Repeat, exactly and completely, the entries shown underneath.
Start of Entries shown
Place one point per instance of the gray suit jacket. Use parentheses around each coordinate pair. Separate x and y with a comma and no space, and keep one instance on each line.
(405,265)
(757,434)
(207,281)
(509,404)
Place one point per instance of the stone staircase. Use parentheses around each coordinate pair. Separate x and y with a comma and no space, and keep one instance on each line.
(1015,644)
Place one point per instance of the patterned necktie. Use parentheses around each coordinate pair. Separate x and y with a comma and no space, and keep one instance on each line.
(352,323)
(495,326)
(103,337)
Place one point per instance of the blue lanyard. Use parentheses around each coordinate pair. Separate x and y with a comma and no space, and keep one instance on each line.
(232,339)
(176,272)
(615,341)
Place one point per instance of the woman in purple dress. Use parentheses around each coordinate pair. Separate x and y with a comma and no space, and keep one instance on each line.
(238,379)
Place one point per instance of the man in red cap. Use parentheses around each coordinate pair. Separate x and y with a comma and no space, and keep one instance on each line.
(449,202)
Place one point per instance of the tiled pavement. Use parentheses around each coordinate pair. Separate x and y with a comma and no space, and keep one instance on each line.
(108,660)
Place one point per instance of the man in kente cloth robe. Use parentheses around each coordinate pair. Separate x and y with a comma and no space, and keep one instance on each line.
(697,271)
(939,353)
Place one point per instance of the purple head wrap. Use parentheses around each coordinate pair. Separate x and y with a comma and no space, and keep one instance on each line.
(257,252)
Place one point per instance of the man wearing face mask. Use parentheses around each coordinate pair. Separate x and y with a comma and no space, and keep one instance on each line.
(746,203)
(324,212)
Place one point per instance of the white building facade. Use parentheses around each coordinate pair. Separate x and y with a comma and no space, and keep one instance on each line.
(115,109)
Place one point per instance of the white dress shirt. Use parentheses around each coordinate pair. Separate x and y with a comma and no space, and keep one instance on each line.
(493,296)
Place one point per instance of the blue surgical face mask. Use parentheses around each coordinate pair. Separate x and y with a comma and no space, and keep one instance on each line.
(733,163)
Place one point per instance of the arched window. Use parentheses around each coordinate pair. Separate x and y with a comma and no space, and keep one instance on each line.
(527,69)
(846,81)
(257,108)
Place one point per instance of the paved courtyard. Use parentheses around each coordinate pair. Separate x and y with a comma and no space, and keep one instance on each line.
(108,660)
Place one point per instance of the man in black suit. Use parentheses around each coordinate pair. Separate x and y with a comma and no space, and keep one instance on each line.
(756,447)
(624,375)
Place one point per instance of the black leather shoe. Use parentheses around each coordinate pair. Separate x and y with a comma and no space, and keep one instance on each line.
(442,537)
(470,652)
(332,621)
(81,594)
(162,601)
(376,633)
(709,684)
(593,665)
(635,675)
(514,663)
End of Entries shown
• Completed exercise:
Place one point per instance of the gray suit jacket. Use parentheses around each coordinate pair. Separate x and y with a comma and no space, and keep one instance on each line.
(405,265)
(757,434)
(207,281)
(509,404)
Place one point per instance of the stone staircase. Use parentheses around each coordinate pair. Separate x and y with a comma and no space, and keep one instance on each line.
(1015,644)
Place one point per instance of the patterned necktie. Use parentheses around each coordinate pair. Separate x and y with a comma and no space, and keep one instance on each line.
(352,323)
(495,326)
(103,337)
Place one point per instance of the blue lanyard. Use parentheses around each coordinate pair. Separate x and y with a comma and no space, and keep one instance on each line.
(232,339)
(176,272)
(615,341)
Place one point per instance of the woman in purple dress. Use parentheses around each coordinate pair. Separate x and y with a comma and no space, and keep one instance on each line.
(238,379)
Place one point per instance of the man in red cap. Use parentheses around each coordinate pair. Separate x and y with a comma and no space, and keep one instance on each line.
(449,202)
Place one point per instance of the tiled pavement. Use parentheses around each coordinate pair. Separate x and y with a comma and no space, and keep one instance on each line.
(108,660)
Place one point per instance of the man in kente cloth robe. Use parentheses around each coordinate pair. Separate x and y with a comma and no space, and keep one instance on each line.
(697,271)
(939,353)
Place one point per instance of the purple head wrap. Use parentheses around each coordinate pair. Separate x and y with a comma and no space, and keep one instance on each line.
(257,252)
Place one point per instance of the man wearing face mask. Use parentheses around each coordinate pair. Separate x and y with a comma and no space, and keep one instance on each line.
(746,203)
(324,212)
Place one point per instance of the white building facade. Use parentheses around each coordinate pair. Separate x and y with a comma and no space, and keep one instance on each line.
(115,109)
Place one point per instance of the white dress shirt. Use parentheses around each coordinate pair. Separate x and y with a comma and no space, and keep one instance on each line.
(493,296)
Place one point per instance of the blue surgical face mask. Use parentheses around each coordinate pair. Separate x and y with a comma and no space, and keep one instance on each line.
(733,163)
Place one point per instance of the arched window. Use parentheses around each coordinate pair. Separate x and y with a comma and no space, and keep one instance on each line.
(527,69)
(846,81)
(257,108)
Place one point per instance of the paved courtyard. Use parentheses around each coordinate pair. Separate x and y with a comma and no space, and keep one instance on each line.
(108,660)
Place one point per instance of the man in black suit. Use parentheses around each coordinate pair. Separate x and y with a comma and no space, and keep one instance on each line.
(756,447)
(624,375)
Place one point per instance of the black leather shoe. Use parentheses around each coordinate pair. Separate x and y with a comma and no space, and keep one instance on each line.
(442,537)
(470,652)
(332,621)
(81,594)
(162,601)
(376,633)
(709,684)
(593,665)
(635,675)
(514,663)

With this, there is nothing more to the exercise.